Your task - Please state what the batch normalization layer does, according to the document excerpt below.

Document excerpt -
— Begin —

Based on where you're running this notebook, your default device could be a CPU (torch.device('cpu')) or a GPU (torch.device('cuda'))

In [19]:
device = get_default_device()
device
Out[19]:
device(type='cuda')

We can now wrap our training and validation data loaders using DeviceDataLoader for automatically transferring batches of data to the GPU (if available).

In [20]:
train_dl = DeviceDataLoader(train_dl, device)
valid_dl = DeviceDataLoader(valid_dl, device)

Model with Residual Blocks and Batch Normalization

One of the key changes to our CNN model this time is the addition of the resudial block, which adds the original input back to the output feature map obtained by passing the input through one or more convolutional layers.

Here is a very simply Residual block:

In [21]:
class SimpleResidualBlock(nn.Module):
    def __init__(self):
        super().__init__()
        self.conv1 = nn.Conv2d(in_channels=3, out_channels=3, kernel_size=3, stride=1, padding=1)
        self.relu1 = nn.ReLU()
        self.conv2 = nn.Conv2d(in_channels=3, out_channels=3, kernel_size=3, stride=1, padding=1)
        self.relu2 = nn.ReLU()
        
    def forward(self, x):
        out = self.conv1(x)
        out = self.relu1(out)
        out = self.conv2(out)
        return self.relu2(out) + x # ReLU can be applied before or after adding the input
In [23]:
simple_resnet = to_device(SimpleResidualBlock(), device)

for images, labels in train_dl:
    out = simple_resnet(images)
    print(out.shape)
    break
    
del simple_resnet, images, labels
torch.cuda.empty_cache()
torch.Size([400, 3, 32, 32])

This seeming small change produces a drastic improvement in the performance of the model. Also, after each convolutional layer, we'll add a batch normalization layer, which normalizes the outputs of the previous layer.

— End —

Entries -
— Begin —

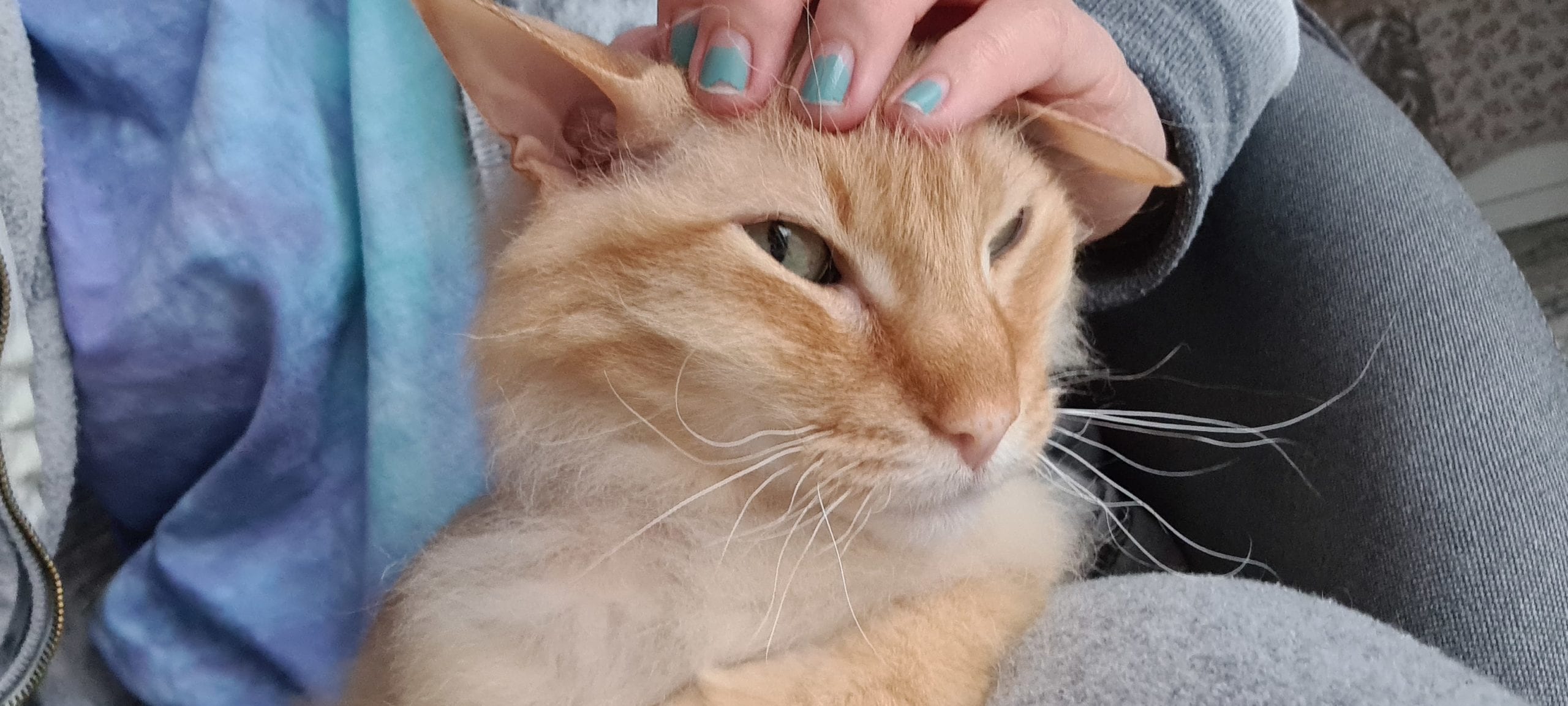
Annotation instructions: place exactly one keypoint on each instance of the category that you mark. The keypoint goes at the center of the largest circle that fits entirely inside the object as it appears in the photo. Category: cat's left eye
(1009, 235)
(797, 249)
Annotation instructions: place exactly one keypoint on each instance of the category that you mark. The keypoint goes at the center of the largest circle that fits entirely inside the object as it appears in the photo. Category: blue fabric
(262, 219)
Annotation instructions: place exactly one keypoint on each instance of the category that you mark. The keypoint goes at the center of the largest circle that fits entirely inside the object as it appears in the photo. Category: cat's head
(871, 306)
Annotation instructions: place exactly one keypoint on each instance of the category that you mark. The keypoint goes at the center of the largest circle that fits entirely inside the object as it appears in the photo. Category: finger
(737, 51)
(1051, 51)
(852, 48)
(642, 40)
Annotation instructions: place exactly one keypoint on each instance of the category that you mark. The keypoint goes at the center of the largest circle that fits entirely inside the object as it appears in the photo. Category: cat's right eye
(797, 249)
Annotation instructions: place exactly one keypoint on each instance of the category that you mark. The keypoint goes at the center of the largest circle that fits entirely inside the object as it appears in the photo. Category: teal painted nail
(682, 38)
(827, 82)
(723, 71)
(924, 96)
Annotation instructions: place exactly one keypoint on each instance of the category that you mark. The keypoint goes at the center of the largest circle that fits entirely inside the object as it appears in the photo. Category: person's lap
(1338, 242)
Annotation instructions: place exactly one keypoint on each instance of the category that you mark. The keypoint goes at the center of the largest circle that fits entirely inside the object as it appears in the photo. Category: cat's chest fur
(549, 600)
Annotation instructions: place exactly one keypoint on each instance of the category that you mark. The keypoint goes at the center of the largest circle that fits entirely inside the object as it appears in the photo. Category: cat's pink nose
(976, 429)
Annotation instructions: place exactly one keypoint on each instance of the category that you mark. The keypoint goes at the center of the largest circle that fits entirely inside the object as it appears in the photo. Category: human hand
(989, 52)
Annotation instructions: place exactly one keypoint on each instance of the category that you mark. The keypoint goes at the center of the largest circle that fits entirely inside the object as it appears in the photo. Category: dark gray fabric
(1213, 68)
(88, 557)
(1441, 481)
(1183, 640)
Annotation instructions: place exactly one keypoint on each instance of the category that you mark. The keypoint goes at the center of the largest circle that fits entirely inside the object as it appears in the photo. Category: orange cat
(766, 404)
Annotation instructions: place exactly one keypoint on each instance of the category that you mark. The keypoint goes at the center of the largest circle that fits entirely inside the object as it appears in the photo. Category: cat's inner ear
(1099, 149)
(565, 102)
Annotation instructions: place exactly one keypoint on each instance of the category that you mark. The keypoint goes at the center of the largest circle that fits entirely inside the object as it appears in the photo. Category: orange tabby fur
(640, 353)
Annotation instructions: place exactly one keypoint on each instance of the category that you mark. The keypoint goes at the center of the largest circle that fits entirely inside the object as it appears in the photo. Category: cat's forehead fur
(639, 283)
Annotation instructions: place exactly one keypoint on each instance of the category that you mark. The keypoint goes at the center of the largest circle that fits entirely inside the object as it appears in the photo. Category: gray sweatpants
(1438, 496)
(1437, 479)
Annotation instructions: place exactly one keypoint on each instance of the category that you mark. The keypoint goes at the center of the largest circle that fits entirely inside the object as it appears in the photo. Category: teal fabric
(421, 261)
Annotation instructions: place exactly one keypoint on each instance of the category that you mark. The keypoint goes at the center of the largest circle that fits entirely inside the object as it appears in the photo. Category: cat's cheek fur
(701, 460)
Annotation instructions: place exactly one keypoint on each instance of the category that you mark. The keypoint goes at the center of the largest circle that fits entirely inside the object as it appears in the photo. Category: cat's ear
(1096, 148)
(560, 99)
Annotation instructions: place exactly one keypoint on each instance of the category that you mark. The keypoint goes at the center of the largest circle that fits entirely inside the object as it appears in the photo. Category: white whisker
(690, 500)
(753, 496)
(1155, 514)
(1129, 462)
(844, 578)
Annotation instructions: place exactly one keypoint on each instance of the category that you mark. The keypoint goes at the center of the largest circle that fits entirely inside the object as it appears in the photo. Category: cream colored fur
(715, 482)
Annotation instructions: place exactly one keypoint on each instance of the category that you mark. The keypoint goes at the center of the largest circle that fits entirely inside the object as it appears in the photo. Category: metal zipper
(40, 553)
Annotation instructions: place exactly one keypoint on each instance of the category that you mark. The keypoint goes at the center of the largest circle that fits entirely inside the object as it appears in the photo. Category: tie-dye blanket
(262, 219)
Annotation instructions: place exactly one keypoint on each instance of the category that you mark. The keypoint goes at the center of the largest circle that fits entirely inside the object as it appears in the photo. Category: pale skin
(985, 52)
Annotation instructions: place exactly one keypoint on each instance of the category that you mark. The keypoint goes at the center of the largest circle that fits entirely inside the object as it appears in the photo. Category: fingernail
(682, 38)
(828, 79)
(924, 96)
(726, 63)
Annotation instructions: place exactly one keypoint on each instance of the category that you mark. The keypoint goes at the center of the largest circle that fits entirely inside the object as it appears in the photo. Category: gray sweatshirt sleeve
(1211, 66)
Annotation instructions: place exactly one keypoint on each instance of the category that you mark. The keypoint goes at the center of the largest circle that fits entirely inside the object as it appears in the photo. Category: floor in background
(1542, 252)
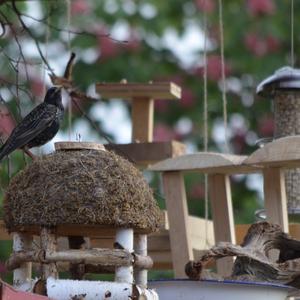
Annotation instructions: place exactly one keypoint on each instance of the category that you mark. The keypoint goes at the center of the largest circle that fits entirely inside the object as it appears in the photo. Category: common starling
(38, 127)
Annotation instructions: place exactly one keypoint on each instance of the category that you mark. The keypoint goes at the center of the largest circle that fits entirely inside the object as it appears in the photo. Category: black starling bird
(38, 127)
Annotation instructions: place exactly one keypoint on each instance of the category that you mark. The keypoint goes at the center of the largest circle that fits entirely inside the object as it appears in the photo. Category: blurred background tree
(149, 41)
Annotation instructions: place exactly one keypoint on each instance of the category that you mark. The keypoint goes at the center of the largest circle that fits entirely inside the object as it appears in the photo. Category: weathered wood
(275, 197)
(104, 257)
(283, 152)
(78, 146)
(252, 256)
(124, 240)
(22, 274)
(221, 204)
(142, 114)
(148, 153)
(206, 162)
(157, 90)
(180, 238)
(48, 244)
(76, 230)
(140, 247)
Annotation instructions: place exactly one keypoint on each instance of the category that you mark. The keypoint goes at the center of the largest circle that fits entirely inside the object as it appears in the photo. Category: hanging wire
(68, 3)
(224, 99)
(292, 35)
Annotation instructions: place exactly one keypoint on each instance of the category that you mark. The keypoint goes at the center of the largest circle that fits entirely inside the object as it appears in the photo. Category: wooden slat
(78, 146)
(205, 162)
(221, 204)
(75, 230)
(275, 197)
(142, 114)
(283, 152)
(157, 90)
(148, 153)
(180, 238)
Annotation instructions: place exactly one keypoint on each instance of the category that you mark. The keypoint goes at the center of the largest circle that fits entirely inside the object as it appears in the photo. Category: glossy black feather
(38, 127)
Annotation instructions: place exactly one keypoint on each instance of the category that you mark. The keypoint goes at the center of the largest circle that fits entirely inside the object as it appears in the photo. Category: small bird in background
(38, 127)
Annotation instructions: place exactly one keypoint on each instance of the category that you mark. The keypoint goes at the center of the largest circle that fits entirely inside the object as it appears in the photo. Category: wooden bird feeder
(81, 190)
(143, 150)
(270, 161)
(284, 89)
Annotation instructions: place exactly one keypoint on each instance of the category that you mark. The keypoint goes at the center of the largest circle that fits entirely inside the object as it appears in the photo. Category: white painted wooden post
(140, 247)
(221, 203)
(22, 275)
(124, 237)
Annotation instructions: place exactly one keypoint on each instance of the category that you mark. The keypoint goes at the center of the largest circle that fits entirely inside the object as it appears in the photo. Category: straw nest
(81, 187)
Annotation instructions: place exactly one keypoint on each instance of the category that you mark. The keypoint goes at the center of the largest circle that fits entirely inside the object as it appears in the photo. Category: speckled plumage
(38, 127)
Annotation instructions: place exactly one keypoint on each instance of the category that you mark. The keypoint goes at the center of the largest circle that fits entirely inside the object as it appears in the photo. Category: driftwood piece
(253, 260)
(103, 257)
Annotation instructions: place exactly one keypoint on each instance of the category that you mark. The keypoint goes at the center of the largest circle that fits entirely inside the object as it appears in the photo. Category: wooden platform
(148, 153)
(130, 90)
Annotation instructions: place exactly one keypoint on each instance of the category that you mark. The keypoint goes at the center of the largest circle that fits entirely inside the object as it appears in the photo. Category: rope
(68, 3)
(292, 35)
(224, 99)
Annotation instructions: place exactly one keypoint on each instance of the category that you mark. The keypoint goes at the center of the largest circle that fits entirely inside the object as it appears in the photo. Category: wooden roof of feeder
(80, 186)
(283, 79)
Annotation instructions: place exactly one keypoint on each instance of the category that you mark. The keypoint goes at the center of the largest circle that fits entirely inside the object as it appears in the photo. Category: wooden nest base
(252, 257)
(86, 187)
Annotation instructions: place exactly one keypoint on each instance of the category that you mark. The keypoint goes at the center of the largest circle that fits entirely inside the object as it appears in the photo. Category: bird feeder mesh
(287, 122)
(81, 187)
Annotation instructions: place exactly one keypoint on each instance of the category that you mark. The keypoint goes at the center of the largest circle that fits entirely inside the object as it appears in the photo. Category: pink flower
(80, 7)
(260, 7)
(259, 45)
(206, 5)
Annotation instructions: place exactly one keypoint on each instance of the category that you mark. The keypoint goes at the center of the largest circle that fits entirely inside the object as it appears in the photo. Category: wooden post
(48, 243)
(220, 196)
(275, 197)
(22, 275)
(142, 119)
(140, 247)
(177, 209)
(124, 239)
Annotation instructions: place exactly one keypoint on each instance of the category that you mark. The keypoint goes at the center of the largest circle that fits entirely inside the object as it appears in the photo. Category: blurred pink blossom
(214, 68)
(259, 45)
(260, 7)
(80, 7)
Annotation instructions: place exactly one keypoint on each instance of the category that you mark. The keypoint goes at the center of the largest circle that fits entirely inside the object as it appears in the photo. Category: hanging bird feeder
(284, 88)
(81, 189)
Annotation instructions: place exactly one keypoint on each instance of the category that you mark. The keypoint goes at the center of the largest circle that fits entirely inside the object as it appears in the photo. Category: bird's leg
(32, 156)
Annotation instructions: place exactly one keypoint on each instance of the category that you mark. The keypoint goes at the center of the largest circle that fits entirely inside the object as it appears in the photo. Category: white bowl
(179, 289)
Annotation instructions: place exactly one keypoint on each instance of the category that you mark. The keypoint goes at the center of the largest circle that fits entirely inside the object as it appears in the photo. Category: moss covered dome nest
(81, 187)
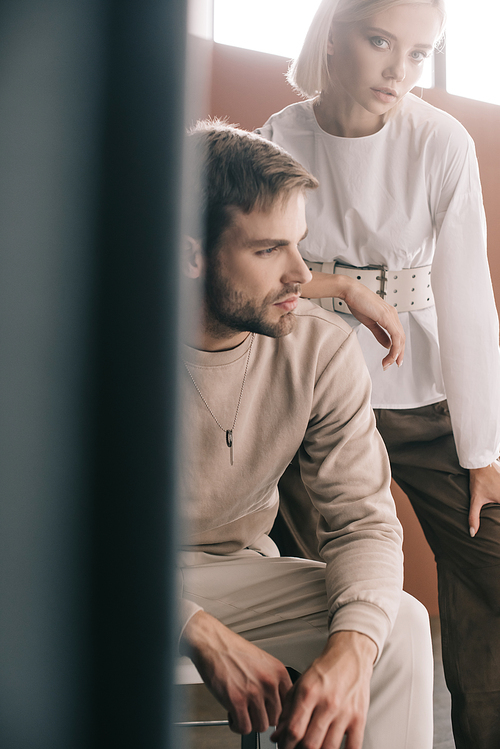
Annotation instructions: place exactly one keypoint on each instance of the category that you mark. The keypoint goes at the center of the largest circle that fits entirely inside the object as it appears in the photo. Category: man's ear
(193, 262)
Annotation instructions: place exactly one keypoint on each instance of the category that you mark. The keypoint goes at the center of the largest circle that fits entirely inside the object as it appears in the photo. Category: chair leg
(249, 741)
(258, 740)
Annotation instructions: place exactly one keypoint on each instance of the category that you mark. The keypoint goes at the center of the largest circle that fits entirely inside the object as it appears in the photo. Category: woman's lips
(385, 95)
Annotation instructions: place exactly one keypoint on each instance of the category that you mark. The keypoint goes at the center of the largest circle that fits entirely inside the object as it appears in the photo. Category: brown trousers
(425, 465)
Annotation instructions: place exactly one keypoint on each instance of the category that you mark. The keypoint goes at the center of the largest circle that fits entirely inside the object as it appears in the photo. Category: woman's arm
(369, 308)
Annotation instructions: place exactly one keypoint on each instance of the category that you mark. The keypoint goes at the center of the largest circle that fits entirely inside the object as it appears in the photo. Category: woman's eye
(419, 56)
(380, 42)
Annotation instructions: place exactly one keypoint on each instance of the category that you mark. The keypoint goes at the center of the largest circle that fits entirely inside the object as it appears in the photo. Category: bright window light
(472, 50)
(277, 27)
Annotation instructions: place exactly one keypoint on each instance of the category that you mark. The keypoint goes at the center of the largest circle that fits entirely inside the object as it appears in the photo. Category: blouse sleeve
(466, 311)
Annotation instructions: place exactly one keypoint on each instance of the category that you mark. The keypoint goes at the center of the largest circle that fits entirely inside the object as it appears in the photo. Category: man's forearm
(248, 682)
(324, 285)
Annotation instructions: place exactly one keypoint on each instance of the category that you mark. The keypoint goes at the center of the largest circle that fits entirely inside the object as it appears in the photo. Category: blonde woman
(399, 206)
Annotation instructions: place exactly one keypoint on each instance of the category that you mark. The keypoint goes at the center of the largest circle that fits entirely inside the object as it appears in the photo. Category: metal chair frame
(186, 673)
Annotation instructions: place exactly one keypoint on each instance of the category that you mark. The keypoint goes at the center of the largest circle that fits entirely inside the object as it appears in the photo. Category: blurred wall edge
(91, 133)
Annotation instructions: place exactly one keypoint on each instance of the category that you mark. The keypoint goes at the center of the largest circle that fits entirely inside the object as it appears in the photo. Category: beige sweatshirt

— End —

Exercise answer - It normalizes the outputs of the previous layer.